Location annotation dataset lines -
========================================================================

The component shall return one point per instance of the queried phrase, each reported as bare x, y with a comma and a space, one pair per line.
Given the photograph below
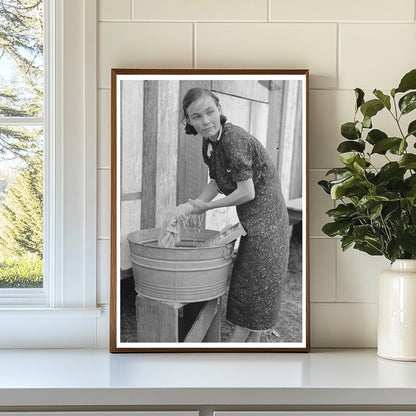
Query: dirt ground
287, 329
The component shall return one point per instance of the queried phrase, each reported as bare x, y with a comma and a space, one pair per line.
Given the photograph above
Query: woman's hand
199, 206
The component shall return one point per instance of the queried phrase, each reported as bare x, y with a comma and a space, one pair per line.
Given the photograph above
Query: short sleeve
240, 158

========================================================================

Short exercise - Convert the lines above into a Markdown table with the columns "No." and "Line," numbering each line in order and leaving out blank lines and pictures.

Task result -
| No. | Line |
|---|---|
| 1 | The component shall return one point per instance of the queried phrase, each reported as bare x, y with a comma and a space, one pair per line. |
| 2 | Given the photograph below |
| 3 | Query: dirt ground |
| 4 | 287, 329 |
| 5 | The component shall return one point per instance of the queried phrase, each reported as bare x, y with a comma and a space, one pair per line. |
| 6 | Given the photograph above |
| 7 | Query: woman's hand |
| 8 | 199, 206 |
| 9 | The component shall return one point per instance of the queried phrase, each reported as bare x, y with a comma and a space, one pair per line. |
| 10 | Given the photograph above |
| 11 | Query: short sleeve |
| 12 | 240, 158 |